(Records from a collection)

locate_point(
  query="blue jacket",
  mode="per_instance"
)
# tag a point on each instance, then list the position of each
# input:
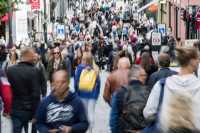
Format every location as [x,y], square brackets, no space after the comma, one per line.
[51,114]
[90,95]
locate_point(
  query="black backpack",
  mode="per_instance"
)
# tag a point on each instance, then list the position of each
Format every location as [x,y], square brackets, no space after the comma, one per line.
[134,101]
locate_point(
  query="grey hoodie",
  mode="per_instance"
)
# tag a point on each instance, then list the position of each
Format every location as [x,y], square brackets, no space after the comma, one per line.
[186,85]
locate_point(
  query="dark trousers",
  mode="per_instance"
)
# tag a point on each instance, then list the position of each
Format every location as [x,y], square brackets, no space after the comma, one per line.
[0,123]
[20,120]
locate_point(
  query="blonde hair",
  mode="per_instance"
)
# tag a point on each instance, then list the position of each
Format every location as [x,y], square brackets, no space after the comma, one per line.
[87,58]
[179,114]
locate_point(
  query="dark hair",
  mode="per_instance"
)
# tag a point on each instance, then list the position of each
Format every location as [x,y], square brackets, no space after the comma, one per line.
[164,60]
[61,69]
[184,55]
[182,130]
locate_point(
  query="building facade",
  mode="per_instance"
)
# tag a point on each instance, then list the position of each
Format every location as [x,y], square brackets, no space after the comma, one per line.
[171,13]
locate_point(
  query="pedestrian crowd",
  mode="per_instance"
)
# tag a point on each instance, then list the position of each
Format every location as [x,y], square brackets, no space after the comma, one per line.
[144,94]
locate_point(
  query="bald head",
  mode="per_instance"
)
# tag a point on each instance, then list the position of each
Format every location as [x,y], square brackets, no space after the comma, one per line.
[124,63]
[164,60]
[28,54]
[60,74]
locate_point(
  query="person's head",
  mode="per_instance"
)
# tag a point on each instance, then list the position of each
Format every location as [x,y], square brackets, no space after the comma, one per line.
[87,58]
[188,58]
[123,63]
[28,54]
[137,73]
[164,60]
[197,45]
[145,60]
[60,83]
[56,53]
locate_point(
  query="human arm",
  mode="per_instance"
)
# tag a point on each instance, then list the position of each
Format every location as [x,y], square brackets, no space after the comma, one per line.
[115,113]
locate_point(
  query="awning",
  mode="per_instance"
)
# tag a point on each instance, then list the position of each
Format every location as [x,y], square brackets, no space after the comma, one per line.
[147,5]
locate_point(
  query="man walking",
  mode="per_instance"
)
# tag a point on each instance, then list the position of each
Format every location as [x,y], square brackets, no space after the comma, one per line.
[26,84]
[128,103]
[62,111]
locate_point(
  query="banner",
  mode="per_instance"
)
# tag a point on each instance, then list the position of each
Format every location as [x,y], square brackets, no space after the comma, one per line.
[35,4]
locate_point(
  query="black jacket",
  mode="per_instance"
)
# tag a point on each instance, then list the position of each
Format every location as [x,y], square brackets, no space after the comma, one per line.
[127,108]
[27,85]
[156,76]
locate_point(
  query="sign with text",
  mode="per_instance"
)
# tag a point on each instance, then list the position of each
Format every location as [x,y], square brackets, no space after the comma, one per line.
[60,32]
[35,4]
[162,29]
[156,38]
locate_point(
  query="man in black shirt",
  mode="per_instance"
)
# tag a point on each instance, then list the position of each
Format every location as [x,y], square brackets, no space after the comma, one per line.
[27,85]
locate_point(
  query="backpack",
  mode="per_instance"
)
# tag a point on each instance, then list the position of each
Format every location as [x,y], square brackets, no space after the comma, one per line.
[87,80]
[133,105]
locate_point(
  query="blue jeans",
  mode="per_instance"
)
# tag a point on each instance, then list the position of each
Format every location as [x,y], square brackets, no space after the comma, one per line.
[20,120]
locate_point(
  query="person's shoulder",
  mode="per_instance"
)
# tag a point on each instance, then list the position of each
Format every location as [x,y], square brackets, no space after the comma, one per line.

> [The exercise]
Return the listing above unchanged, apart from dropping its pictures.

> [Answer below]
locate_point(
  query="blue jacket",
  mode="per_instance"
)
# tag a point on each instance, then list the position of each
# input:
Format every location as [x,y], square brackets, no space after the comma, one per line.
[51,114]
[90,95]
locate_point(
  query="black backpack",
  mode="per_instance"
)
# tag a point on each instance, then list the position of each
Format every location as [x,y], square brackets, no space after the comma, one per line.
[134,101]
locate_point(
  query="grey hoodie",
  mode="per_instance"
)
# tag a point on each instance, then list the position of each
Format every location as [x,y], square brackets, no space after the comma, one per line.
[186,85]
locate_point(
  query="dark trousers",
  mode="per_instance"
)
# tag a point on each instance, then list the position of each
Format every location as [x,y], square brackets, no space after the comma, one per line.
[0,123]
[20,120]
locate_point(
  query="blonde hair",
  mode="per_instance"
)
# tag a point on each instance, then list the position of each
Format every location as [x,y], square brackets, no space after the comma, one per line.
[87,58]
[179,114]
locate_point(
  query="dark hair",
  mode="per_instance"
)
# tag a point on each instance, then list the position of each
Format every location as [x,y], square brackets, no space after the comma, one per line.
[164,60]
[61,69]
[184,55]
[182,130]
locate_point(
  query="building facade",
  mode="per_instance"
)
# tag a point on each instance, then list the position of each
Format every location as [x,y], square brackets, no space after the comma, one per line.
[171,13]
locate_point(
  query="pedestrian crowd",
  mode="per_instance"
)
# tag a point on each instance, then list the position of each
Format every location as [x,y], square brackets, no space after the comma, one per line.
[144,94]
locate_point(
  query="bald head",
  mode="per_instance"
)
# tag a point on each instance, then list the position of each
Format every location as [x,y], square brackets, no space after the comma, one per line.
[124,63]
[164,60]
[28,54]
[60,74]
locate_point(
  query="person's head",
  mode="per_instance"
)
# tag a point on each instance, then list the position of each
Format every location as [x,y], square brackets, no space after the comma, one per line.
[87,58]
[188,58]
[123,63]
[28,54]
[137,73]
[164,60]
[197,45]
[145,60]
[60,83]
[56,53]
locate_point(
  query="human arm",
  mode="per_instance"
)
# tag a point on each instance, then list the position of each
Format every location as [x,y], square brackets, no space after the comma, one per line.
[115,113]
locate_point(
  query="awning",
  mode="per_instance"
)
# tag a point on each instance, then list the position of each
Format every location as [x,y], square brackets, no space after the comma, one per line.
[147,5]
locate_point(
  query="man walking",
  mode="per_instance"
)
# tag a point on each instance, then list the position of each
Format every location as [x,y], square brackets, no space after the comma, one per line.
[26,84]
[128,103]
[62,111]
locate_point(
  query="banner",
  mode="per_instance"
)
# tag a point on each instance, then list the position of each
Format every location as [x,y], square brackets, no space after the comma, one per line.
[35,4]
locate_point(
  query="black jacket",
  mode="per_instance"
)
# tag a point on each instance, then list the position of each
Format every location as [x,y], square brackets, no space after the comma, one per line.
[127,108]
[27,85]
[156,76]
locate_point(
  query="sign with text",
  mode="per_instance"
)
# tag a point on each instance, then list the position of each
Format every location as [x,y], square brackets, no space after the comma, one per line.
[60,32]
[35,4]
[162,29]
[156,38]
locate_point(
  query="man in black shirt",
  mode="per_instance"
)
# tag a point on each instance, then list the position of each
Format every location as [x,y], square brackets, no space after the comma, one per line.
[27,85]
locate_point(
  query="backpack",
  mode="per_instance"
)
# tag a point on each instance, then list the position of each
Format every location as [x,y], square brackets, no space after the comma, one per line.
[87,80]
[133,105]
locate_point(
  query="blue jeans",
  mode="per_instance"
)
# tag a point on each instance, then list the position of each
Format every location as [x,y], square brackets, no space after the comma, one per line.
[20,120]
locate_point(
  query="person's shoulder",
  mode="per_instance"
)
# tag a point on each instance, then list the position of each
Format every location as [x,y], square brackets, no space after the comma, one per line.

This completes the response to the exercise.